[start]

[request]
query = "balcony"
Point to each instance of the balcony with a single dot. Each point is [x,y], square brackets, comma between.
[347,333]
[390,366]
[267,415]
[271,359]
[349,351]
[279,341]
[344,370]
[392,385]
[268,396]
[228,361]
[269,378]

[end]

_Problem description_
Reproduce the lines above verbatim, with no changes.

_Solution to this problem_
[request]
query = "balcony"
Point to each instance of the balcony with a single dot. Each point is [x,y], square brackets, comma between.
[347,333]
[390,366]
[267,415]
[271,359]
[349,351]
[279,341]
[344,370]
[392,385]
[268,396]
[228,361]
[269,378]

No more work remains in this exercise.